--- Task set ---
[1] According to the passage on the counter-extremism program, how much funding did the Department of Homeland Security Appropriations Act provide for the CVE initiative?
[2] Update the stretch of the counter-extremism passage from "As an attempt" through "peacefully practice Islam.", replacing "ostracize" with "alienate".

Trump is reportedly focusing the Department of Homeland Security's counter-extremism program solely on Islam—despite the fact that violent white supremacists, who were emboldened by his win, pose a demonstrably greater threat to the American people.

Amanda Arnold

Amanda Arnold

Below is what happened on Trump's eighth day in office. You can find out what damage was done every other day so far on the Saddest Calendar on the Internet.

In what feels like ages ago but was actually just last June, Obama and Trump found themselves in a heated debate over Trump's proposed Muslim ban and his obsession with "radical Islam." Last week, we watched Trump enact the ban; last night, he took on the latter.

According to Reuters, which cites five people briefed on the following matter, Trump has decided to whittle down the focus of the Department of Homeland Security's Countering Violent Extremism (CVE)—an initiative that counters domestic extreme ideology—to solely focus on the actions of Muslims. Whereas the effort as it stands today addresses extremism from groups like white supremacists, a demographic many advocates say has been emboldened by the recent election, Trump has decided to change the name of the department to either "Countering Islamic Extremism" or "Countering Radical Islamic Extremism."

As an attempt to justify how anyone could think this is a good idea, the Reuters article reads that "some Republicans in Congress have long assailed the program as politically correct and ineffective, asserting that singling out and using the term 'radical Islam' as the trigger for many violent attacks would help focus deterrence efforts." The counter-argument is that the wording "radical Islam" will ostracize and cause potential harm to the more than three million people in America who peacefully practice Islam.

For a little background information on the CVE: In September 2015, Secretary of Homeland Security Jeh Johnson created the Office for Community Partnerships to lead the DHS's efforts to counter domestic violent extremism in all its form. Three months later, Congress passed the Department of Homeland Security Appropriations Act, which provided $10 million to fund a "countering violent extremism (CVE) initiative to help states and local communities prepare for, prevent, and respond to emergent threats from violent extremism." Then in July 2016, DHS announced the creation of the Countering Violent Extremism Grant Program. The DHS website reads as follows:

"These new grants will provide state, local and tribal partners and community groups—religious groups, mental health and social service providers, educators and other NGOs—with the ability to build prevention programs that address the root causes of violent extremism and deter individuals who may already be radicalizing to violence."

Between the September 11 attacks and June 2015, right-wing extremists killed nearly 50 people, which is almost twice the number killed by people who identified as jihadists during that time, according to a study conducted by the New America Foundation research center.


That's Bleak. Who's Fighting Against It?

Michigan-based Leaders Advancing & Helping Communities recently backed out of a $500,000 DHS grant it had sought just days before Trump's "Muslim ban." The group is led by Lebanese-Americans, and they cited "the current political climate and cause for concern" as reasoning behind their declination.

--- Stored items ---
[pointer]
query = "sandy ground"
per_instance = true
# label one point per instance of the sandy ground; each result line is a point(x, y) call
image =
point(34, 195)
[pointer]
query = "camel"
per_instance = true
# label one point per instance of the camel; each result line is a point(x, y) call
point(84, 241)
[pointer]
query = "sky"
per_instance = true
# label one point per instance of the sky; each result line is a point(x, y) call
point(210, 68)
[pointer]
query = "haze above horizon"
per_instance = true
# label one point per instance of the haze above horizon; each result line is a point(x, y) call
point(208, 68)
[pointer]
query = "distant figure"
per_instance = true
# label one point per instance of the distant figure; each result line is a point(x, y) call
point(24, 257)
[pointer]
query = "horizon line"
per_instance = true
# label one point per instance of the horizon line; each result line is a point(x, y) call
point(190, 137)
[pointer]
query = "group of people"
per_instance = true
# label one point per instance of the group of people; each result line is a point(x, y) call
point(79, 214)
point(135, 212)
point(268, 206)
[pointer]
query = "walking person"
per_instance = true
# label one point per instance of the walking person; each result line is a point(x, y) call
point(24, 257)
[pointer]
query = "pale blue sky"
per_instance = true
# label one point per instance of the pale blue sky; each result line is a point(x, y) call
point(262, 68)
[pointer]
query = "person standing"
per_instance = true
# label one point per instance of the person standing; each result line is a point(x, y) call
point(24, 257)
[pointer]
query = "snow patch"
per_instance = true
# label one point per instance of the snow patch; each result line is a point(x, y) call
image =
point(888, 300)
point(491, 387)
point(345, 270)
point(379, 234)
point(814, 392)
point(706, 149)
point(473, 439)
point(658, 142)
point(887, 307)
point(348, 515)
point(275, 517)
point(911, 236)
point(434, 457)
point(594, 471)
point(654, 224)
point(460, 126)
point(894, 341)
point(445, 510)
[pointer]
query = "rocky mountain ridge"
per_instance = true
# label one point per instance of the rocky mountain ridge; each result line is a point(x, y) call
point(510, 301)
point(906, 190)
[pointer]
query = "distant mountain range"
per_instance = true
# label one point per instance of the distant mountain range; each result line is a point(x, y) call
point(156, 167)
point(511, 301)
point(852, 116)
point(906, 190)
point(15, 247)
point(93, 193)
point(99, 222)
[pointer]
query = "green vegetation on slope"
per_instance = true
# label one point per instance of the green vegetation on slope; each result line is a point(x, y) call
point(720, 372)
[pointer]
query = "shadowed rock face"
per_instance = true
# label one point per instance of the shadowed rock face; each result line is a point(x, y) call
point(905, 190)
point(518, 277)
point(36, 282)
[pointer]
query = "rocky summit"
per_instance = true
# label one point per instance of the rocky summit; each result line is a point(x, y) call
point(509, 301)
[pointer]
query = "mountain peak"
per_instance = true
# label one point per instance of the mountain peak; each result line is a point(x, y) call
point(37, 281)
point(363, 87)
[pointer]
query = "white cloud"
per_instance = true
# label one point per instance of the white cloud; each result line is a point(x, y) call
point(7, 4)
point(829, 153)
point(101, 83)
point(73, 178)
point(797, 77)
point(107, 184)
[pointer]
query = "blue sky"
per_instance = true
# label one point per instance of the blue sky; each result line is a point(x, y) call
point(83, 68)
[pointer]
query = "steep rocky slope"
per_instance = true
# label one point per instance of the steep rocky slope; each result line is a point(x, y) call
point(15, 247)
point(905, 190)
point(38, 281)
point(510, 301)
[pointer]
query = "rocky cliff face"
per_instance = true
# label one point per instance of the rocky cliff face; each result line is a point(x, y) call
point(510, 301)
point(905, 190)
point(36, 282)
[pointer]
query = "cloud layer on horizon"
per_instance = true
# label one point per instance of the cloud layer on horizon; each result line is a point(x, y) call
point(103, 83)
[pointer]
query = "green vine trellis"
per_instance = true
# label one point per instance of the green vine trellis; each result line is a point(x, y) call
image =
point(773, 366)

--- Results of the tasks ---
[1] $10 million

[2]
As an attempt to justify how anyone could think this is a good idea, the Reuters article reads that "some Republicans in Congress have long assailed the program as politically correct and ineffective, asserting that singling out and using the term 'radical Islam' as the trigger for many violent attacks would help focus deterrence efforts." The counter-argument is that the wording "radical Islam" will alienate and cause potential harm to the more than three million people in America who peacefully practice Islam.